Document text:
Aidan Fitzgerald

Personal information
- Native name: Aodán Mac Gearailt (Irish)
- Born: 1980 (age 45–46) Fethard, County Tipperary, Ireland

Sport
- Sport: Gaelic football
- Position: Right wing-forward

Club
- Years: Club
- Fethard

Club titles
- Tipperary titles: 1

Inter-county
- Years: County
- 2003-2010: Tipperary

Inter-county titles
- Munster titles: 0
- All-Irelands: 0
- NFL: 0
- All Stars: 0

= Aidan Fitzgerald =

Irish Gaelic footballer & hurler (born 1980)

Aidan Fitzgerald (born 1980) is an Irish Gaelic footballer who played as a right wing-forward for the Tipperary senior team.

List of tasks:
(1) According to the Aidan Fitzgerald profile, which years did he play for Tipperary at inter-county level?
(2) Return the stretch of the Aidan Fitzgerald profile from "Irish Gaelic footballer &" through "Tipperary senior team.", copied word for word.

Material supplied:
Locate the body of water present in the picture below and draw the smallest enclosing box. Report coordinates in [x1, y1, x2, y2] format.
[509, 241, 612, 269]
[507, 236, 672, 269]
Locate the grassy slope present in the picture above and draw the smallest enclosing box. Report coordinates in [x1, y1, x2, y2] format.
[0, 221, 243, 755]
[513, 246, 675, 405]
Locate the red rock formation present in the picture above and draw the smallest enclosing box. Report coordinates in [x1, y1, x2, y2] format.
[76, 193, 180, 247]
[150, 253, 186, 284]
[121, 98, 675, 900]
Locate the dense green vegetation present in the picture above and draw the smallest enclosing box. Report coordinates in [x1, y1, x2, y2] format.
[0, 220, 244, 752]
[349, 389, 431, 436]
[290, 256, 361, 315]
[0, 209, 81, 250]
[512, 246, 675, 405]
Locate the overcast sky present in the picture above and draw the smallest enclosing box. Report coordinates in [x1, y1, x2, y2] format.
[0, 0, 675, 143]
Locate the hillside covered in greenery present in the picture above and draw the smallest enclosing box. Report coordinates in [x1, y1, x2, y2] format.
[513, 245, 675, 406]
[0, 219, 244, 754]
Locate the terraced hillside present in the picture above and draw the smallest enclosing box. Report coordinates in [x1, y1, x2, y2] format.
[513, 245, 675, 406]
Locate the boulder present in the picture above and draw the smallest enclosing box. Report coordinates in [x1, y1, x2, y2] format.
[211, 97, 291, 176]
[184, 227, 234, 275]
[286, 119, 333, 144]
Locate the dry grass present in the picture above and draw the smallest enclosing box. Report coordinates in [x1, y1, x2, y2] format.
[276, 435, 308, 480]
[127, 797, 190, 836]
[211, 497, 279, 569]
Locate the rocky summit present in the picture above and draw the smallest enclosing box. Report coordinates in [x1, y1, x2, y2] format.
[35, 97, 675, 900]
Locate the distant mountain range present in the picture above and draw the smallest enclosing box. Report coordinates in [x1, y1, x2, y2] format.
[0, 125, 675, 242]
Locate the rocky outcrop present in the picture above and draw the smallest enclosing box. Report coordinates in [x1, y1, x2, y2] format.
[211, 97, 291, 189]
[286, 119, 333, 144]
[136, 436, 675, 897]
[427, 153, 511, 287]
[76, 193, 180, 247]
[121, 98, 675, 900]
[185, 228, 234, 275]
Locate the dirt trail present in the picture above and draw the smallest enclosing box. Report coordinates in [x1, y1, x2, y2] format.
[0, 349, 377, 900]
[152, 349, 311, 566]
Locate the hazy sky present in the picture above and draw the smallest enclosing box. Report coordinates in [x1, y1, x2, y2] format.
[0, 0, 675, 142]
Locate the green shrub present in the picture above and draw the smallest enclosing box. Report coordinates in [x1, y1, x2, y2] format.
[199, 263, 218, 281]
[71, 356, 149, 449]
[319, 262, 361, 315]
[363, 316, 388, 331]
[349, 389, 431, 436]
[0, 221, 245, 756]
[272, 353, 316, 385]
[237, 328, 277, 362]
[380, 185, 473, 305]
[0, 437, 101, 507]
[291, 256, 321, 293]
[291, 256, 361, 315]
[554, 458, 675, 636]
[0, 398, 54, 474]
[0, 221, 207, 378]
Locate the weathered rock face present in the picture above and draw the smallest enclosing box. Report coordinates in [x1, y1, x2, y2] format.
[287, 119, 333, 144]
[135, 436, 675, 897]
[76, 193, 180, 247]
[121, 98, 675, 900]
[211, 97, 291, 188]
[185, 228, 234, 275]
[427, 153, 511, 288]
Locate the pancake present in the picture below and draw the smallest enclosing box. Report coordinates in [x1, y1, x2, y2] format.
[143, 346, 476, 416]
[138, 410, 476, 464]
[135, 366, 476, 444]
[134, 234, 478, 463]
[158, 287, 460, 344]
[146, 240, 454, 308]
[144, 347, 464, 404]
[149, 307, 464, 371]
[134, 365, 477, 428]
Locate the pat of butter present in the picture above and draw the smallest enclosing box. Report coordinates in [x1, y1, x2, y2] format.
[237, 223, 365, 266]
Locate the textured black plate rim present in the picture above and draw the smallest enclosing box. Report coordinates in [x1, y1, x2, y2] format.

Per-task outputs:
(1) 2003-2010

(2)
Irish Gaelic footballer & hurler (born 1980)

Aidan Fitzgerald (born 1980) is an Irish Gaelic footballer who played as a right wing-forward for the Tipperary senior team.